Object position labeling entries:
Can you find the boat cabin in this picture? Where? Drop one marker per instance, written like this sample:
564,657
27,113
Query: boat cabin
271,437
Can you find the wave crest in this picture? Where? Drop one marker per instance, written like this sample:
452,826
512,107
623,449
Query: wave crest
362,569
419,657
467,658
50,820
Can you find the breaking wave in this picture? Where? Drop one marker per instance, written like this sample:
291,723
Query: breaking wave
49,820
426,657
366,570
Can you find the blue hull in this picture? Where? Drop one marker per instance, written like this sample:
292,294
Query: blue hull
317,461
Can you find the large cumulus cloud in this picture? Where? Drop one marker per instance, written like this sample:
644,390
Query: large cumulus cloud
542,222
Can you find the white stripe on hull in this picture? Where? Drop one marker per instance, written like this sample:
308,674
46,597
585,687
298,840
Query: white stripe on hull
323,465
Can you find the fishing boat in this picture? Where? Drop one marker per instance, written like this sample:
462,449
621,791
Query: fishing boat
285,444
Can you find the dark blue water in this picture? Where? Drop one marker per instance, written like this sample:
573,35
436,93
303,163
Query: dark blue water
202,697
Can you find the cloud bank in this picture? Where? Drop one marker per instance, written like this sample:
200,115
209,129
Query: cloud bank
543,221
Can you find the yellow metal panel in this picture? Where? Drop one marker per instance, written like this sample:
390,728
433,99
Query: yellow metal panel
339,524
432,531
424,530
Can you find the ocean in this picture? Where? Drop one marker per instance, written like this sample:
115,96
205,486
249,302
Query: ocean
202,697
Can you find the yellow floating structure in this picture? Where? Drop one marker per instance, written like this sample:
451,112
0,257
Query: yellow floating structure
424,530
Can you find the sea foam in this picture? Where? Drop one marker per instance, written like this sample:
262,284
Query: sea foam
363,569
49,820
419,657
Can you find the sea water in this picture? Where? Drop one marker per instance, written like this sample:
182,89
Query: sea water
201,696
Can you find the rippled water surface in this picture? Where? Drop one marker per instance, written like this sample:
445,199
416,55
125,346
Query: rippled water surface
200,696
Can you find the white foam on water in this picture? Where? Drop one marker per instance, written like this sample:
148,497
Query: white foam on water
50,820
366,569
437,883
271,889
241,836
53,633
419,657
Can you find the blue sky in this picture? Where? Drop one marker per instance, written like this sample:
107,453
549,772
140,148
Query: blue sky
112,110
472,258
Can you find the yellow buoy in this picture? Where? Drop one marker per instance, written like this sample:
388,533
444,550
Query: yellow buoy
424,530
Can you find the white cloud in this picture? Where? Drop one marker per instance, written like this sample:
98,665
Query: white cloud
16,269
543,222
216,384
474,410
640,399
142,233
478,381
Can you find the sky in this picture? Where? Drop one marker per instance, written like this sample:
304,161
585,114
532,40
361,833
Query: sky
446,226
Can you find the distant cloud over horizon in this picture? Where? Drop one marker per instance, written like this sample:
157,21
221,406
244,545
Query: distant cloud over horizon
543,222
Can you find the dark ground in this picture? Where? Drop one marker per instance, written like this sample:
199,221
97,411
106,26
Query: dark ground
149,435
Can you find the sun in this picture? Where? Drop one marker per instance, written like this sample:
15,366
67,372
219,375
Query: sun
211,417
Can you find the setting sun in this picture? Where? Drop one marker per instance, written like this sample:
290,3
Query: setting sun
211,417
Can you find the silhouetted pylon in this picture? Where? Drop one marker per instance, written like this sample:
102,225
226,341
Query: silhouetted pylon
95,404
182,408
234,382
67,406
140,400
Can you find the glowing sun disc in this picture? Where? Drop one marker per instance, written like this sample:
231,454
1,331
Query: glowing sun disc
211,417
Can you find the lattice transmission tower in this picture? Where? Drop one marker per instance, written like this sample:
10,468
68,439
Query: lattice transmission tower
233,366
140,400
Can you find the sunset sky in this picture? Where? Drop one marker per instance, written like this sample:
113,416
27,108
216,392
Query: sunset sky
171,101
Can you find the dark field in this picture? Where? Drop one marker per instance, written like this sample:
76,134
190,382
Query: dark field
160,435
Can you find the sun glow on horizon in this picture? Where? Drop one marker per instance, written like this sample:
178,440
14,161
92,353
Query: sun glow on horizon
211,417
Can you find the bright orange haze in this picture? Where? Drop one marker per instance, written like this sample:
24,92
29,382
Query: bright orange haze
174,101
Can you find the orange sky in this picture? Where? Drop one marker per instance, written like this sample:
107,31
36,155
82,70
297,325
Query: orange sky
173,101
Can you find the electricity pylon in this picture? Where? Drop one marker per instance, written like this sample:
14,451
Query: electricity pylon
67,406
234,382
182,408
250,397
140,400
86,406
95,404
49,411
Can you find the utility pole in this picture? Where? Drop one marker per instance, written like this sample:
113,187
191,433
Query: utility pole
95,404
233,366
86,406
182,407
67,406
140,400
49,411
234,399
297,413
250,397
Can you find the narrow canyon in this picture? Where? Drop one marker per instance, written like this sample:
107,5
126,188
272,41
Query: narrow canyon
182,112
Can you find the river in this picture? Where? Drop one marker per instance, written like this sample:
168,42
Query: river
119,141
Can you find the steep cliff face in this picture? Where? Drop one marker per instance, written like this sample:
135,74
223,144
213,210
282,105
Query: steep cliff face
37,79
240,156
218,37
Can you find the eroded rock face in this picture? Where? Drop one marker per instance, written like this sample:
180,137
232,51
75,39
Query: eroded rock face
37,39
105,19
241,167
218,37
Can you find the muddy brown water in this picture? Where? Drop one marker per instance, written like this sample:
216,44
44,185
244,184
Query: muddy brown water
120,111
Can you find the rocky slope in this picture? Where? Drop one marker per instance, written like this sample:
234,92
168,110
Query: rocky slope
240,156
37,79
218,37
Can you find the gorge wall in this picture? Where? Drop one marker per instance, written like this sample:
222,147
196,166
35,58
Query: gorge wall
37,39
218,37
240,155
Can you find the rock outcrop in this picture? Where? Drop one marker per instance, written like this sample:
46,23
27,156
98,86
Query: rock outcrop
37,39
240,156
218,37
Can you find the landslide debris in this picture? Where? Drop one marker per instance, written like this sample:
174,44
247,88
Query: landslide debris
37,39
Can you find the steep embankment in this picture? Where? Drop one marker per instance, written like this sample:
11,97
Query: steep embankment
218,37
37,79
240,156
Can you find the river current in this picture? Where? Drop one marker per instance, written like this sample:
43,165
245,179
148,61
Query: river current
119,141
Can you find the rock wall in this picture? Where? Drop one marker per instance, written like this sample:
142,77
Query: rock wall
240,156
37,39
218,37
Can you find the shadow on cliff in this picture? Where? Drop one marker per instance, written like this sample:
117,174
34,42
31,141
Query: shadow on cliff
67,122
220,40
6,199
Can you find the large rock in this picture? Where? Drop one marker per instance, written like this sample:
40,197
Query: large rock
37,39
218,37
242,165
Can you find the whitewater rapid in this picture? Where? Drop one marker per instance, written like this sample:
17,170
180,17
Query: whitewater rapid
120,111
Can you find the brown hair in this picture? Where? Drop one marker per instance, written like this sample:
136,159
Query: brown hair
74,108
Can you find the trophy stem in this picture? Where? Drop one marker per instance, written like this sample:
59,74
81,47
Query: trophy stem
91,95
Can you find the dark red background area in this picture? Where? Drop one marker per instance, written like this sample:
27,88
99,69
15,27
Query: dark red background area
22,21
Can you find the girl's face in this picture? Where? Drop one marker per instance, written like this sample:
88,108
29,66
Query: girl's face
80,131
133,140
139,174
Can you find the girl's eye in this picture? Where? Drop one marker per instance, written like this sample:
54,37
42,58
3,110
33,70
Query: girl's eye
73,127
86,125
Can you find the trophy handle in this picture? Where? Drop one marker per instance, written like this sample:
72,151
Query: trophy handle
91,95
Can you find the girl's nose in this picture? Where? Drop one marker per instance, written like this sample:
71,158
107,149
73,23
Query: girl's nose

**What is asked**
Copy out the data shown above without altering anything.

**Result of the task**
Can you find the boat cabin in this picture? Where? Drop one marker per instance, written like this sample:
564,657
27,113
Query: boat cabin
271,437
Can you find the wave crest in this picture? Where? Drop one marker per instance, written like this sample:
452,826
512,107
623,449
Query: wave crest
362,569
419,657
467,658
50,820
Can you find the breaking wave in this picture? Where? Drop one marker per instance, written like this sample:
291,723
Query: breaking wave
49,820
426,657
366,570
Can you find the blue hull in this picture? Where? Drop one marker per instance, written like this sample:
292,294
Query: blue hull
317,461
Can you find the large cumulus cloud in this picture? Where? Drop one marker per instance, written like this sample:
644,390
Query: large cumulus cloud
542,222
Can you find the white stripe on hull in this picture? Where? Drop one marker per instance, written like this sample:
308,674
46,597
585,687
298,840
Query: white stripe on hull
323,465
Can you find the fishing boat in this picture? Where? Drop one marker per instance, written like this sample:
462,449
621,791
Query: fishing boat
285,444
Can you find the dark blue water in this picture? Where? Drop one marker per instance, written like this sample:
573,35
436,93
303,163
Query: dark blue water
202,697
Can you find the cloud bank in this picture? Where? Drop one marker per instance, written like this sample:
200,115
209,129
Query: cloud bank
543,221
Can you find the yellow metal panel in this picture? Where? Drop one marker per instance, written like this sample:
390,728
433,99
Query: yellow metal panel
339,524
432,531
424,530
Can you find the ocean in this picture? Where? Drop one marker per instance, written like this sample:
115,96
205,486
249,302
Query: ocean
202,697
Can you find the yellow floating structure in this picture? Where? Drop one marker per instance, written like this sample:
451,112
0,257
Query: yellow floating structure
424,530
Can you find the sea foam in this picture? Where? Drop one marker per instance, written like this sample:
262,284
Query: sea foam
363,569
49,820
419,657
Can you find the sea water in this picture? Where? Drop one marker per instance, written like this sample:
182,89
Query: sea water
201,696
Can you find the rippled water surface in this picture? Where? Drop one marker per instance, written like this sample:
445,199
416,55
125,346
Query: rippled water surface
200,696
Can you find the white foam on water in this picture? Where? Drop one marker per instance, written like this sample:
148,497
Query: white foam on water
50,820
366,569
437,883
271,889
241,836
53,633
419,657
Can you find the blue sky in this picture? Where? Drop one marker per instance, written like this sample:
107,453
549,772
140,148
Query: blue sky
112,110
472,258
Can you find the yellow buoy in this picture? Where? Drop one marker per instance, written like this sample:
388,533
444,550
Query: yellow buoy
424,530
Can you find the white cloud in this picture? Where? Drop one marker per instance, written like this sample:
98,665
Query: white cloud
16,269
543,222
216,384
474,410
640,399
142,233
478,381
Can you find the sky in this picture? Where? Drop one marker per instance, written like this sample:
304,161
585,114
532,40
361,833
Query: sky
446,226
Can you find the distant cloud over horizon in this picture? Where? Drop one marker per instance, written like this sample:
157,21
221,406
244,545
Query: distant cloud over horizon
543,222
Can you find the dark ground in this picture? Where? Drop one marker per instance, written like this sample:
199,221
97,411
106,26
Query: dark ground
149,435
Can you find the sun in this picture? Where? Drop one marker per instance, written like this sample:
15,366
67,372
219,375
Query: sun
211,417
Can you find the setting sun in this picture? Where? Drop one marker per instance, written like this sample:
290,3
Query: setting sun
211,417
Can you find the silhouetted pylon in this picture? Where? Drop one marker per instance, written like this sample:
102,225
226,341
Query: silhouetted pylon
95,404
182,408
234,382
67,406
140,400
Can you find the glowing sun disc in this picture? Where? Drop one marker per instance, written like this sample:
231,454
1,331
Query: glowing sun disc
211,417
Can you find the lattice transmission tower in this picture? Where? Drop one marker per instance, written like this sample:
10,468
68,439
Query: lattice transmission tower
233,366
140,400
Can you find the sunset sky in this picture? Where? Drop one marker per instance, written like this sample:
113,416
27,108
216,392
Query: sunset sky
171,101
Can you find the dark field in this picture? Where? Drop one marker per instance, written like this sample:
76,134
190,382
Query: dark field
160,435
Can you find the sun glow on horizon in this picture? Where? Drop one marker per instance, written like this sample:
178,440
14,161
92,353
Query: sun glow on horizon
211,417
Can you find the bright orange haze in this picture? Where? Drop one marker per instance, written like this sample:
24,92
29,382
Query: bright orange haze
174,101
Can you find the orange sky in this picture? Where? Drop one marker per instance, written like this sample:
107,31
36,155
82,70
297,325
Query: orange sky
173,101
Can you find the electricity pylon in this picture? Where? Drop one marker per instance, written like this sample:
14,451
Query: electricity pylon
67,406
234,382
182,408
250,397
140,400
86,406
95,404
49,411
Can you find the utility pole in this picture? Where? Drop one marker per instance, written like this sample:
113,187
191,433
Query: utility pole
95,404
233,366
86,406
182,407
67,406
140,400
49,411
234,399
297,413
250,397
Can you find the narrow canyon in this picture? Where? Drop one marker per instance, written like this sample:
107,5
126,188
272,41
Query: narrow canyon
182,112
Can you find the river in this picture? Where? Drop one marker per instance, written like this sample:
168,42
Query: river
119,141
Can you find the steep cliff face in this picture? Where? Drop one marker per instance, written like this sample:
135,74
223,144
213,210
282,105
Query: steep cliff face
37,79
240,156
218,37
Can you find the eroded rock face in this picture? Where? Drop one marker per instance, written like this sample:
180,137
232,51
75,39
Query: eroded rock face
37,39
105,19
241,167
218,37
Can you find the muddy brown water in this picture? Where? Drop one marker per instance, written like this sample:
216,44
44,185
244,184
Query: muddy brown water
120,111
Can you find the rocky slope in this picture? Where? Drop one marker per instance, written like this sample:
234,92
168,110
Query: rocky slope
240,156
37,79
218,37
Can you find the gorge wall in this picture? Where? Drop one marker per instance, written like this sample:
222,147
196,166
35,58
Query: gorge wall
37,39
218,37
240,155
Can you find the rock outcrop in this picture? Where? Drop one marker per instance, written like this sample:
46,23
27,156
98,86
Query: rock outcrop
37,39
240,156
218,37
Can you find the landslide debris in this picture? Where? Drop one marker per instance, written like this sample:
174,44
247,88
Query: landslide debris
37,39
Can you find the steep embankment in this picture? Where? Drop one marker per instance, written like this sample:
11,97
Query: steep embankment
218,37
37,79
240,156
Can you find the river current in this picture? Where? Drop one marker per instance, written like this sample:
43,165
245,179
148,61
Query: river current
119,141
Can you find the rock wall in this picture? Where? Drop one marker per instance, written like this sample:
142,77
Query: rock wall
240,156
37,39
218,37
Can you find the shadow on cliff in this picture? Where? Drop one marker per instance, written like this sample:
117,174
34,42
31,141
Query: shadow on cliff
67,122
220,40
6,199
Can you find the large rock in this picture? Where? Drop one marker per instance, written like this sample:
40,197
Query: large rock
37,39
218,37
242,165
Can you find the whitewater rapid in this picture? Where? Drop one marker per instance, written like this sample:
17,170
180,17
Query: whitewater rapid
120,111
Can you find the brown hair in this picture? Where? Drop one marker per instance, written like this sample:
136,159
Query: brown hair
74,108
Can you find the trophy stem in this picture? Where? Drop one marker per instance, written like this sample:
59,74
81,47
Query: trophy stem
91,95
Can you find the dark red background area in this picture? Where? Drop one marker per instance, written like this sample:
27,88
99,69
15,27
Query: dark red background area
22,21
Can you find the girl's face in this picture? Where? Drop one marker per instance, written like this sample:
88,108
29,66
Query: girl's face
80,131
133,140
139,174
Can you find the girl's eye in this picture? Where? Drop one marker per instance, written like this sample:
54,37
42,58
3,110
33,70
Query: girl's eye
73,127
86,125
Can you find the trophy handle in this picture? Where? Drop one marker per instance, written like this sample:
72,151
Query: trophy handle
91,95
Can you find the girl's nose in this picture? Where? Drop one marker per instance, written like this sample:
71,158
107,149
73,23
Query: girl's nose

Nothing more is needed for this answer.